[Free-text object descriptions]
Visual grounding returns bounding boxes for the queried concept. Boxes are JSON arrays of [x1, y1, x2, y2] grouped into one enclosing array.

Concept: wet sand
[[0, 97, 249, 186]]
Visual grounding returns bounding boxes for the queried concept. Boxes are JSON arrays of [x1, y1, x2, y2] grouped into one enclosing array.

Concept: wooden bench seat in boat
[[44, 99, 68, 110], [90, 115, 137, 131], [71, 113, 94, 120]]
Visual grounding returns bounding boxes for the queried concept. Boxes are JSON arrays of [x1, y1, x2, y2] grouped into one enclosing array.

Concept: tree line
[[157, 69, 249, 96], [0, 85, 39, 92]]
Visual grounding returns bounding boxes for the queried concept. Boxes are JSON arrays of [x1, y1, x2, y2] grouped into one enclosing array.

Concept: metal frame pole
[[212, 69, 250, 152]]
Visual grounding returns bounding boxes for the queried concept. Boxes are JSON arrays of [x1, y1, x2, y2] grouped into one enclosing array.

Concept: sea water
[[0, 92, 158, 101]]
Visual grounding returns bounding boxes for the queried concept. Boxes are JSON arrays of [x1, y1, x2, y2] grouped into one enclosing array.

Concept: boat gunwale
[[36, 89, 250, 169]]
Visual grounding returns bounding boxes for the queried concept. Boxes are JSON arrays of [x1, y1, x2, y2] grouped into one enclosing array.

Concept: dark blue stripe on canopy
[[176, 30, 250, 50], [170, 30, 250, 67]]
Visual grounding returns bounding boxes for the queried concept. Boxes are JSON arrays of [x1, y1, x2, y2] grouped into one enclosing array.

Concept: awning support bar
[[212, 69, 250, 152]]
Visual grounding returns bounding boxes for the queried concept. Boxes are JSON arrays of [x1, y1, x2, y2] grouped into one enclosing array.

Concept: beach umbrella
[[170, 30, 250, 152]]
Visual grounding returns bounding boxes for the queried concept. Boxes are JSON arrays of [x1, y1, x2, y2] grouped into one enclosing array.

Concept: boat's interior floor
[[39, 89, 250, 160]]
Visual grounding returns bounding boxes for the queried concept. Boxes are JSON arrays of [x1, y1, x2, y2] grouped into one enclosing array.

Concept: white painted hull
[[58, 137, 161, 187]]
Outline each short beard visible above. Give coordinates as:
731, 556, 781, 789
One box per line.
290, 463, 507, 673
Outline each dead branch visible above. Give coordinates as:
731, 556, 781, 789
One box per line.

(Task to complete)
Working through the records above, copy each one exactly.

(Answer to this exercise)
Visual grounding returns bounding boxes for the queried concept. Boxes are JSON arrays of [x1, y1, x2, y2] grouped into one enclosing array.

Concept: wet sand
[[0, 97, 249, 186]]
Visual grounding returns bounding boxes for the queried concept. Boxes are JSON arrays of [x1, y1, x2, y2] grouped into one enclosing array.

Concept: wooden bench seat in boat
[[44, 99, 68, 110], [90, 115, 137, 131], [71, 113, 94, 120]]
Visual grounding returns bounding boxes for the queried concept. Boxes are JSON arrays of [x1, y1, x2, y2] grouped into one enclosing array.

Concept: tree line
[[157, 69, 249, 96], [0, 85, 39, 92]]
Visual grounding returns bounding boxes for the queried concept. Boxes are JSON arrays of [x1, y1, x2, y2] grouped into one enclosing array.

Concept: metal frame pole
[[212, 69, 250, 152]]
Visual grounding returns bounding boxes for the queried concept. Boxes are JSON arrays of [x1, y1, x2, y2] grouped into one enclosing array.

Concept: sea water
[[0, 92, 158, 101]]
Visual grounding returns bounding boxes for the queried concept. Boxes are JSON arrays of [x1, y1, x2, y2] grouped into one enclosing array.

Concept: boat gunwale
[[36, 89, 250, 169]]
Visual grounding returns bounding boxes for the queried concept. Boxes are JSON arrays of [x1, y1, x2, y2] grouped into one enclosing array.

Concept: dark blue stripe on canopy
[[176, 30, 250, 50], [170, 30, 250, 67]]
Visual grounding returns bounding boxes for the queried concept. Boxes are JSON arrays of [x1, y1, x2, y2] grouped into one enclosing array.

Concept: awning support bar
[[212, 69, 250, 152]]
Visual grounding returns bounding boxes for the queried concept. Boxes are JSON arrays of [x1, y1, x2, y2] grouped into one enclosing array.

Concept: beach umbrella
[[170, 30, 250, 152]]
Visual grounding returns bounding boxes for the queried concept. Boxes are JSON arrays of [x1, y1, x2, y2] grouped into one enclosing array.

Concept: boat's interior floor
[[39, 89, 250, 160]]
Visual grounding returns bounding boxes for the queried concept. Boxes are JSON arrays of [x1, y1, x2, y2] grouped into one enclosing array.

Concept: white painted hull
[[58, 137, 161, 187]]
Outline each short beard visible above. Give coordinates as:
731, 556, 781, 789
One box per line.
290, 463, 507, 673
Outline each dead branch visible above. Give coordinates as:
731, 556, 781, 789
One box per line.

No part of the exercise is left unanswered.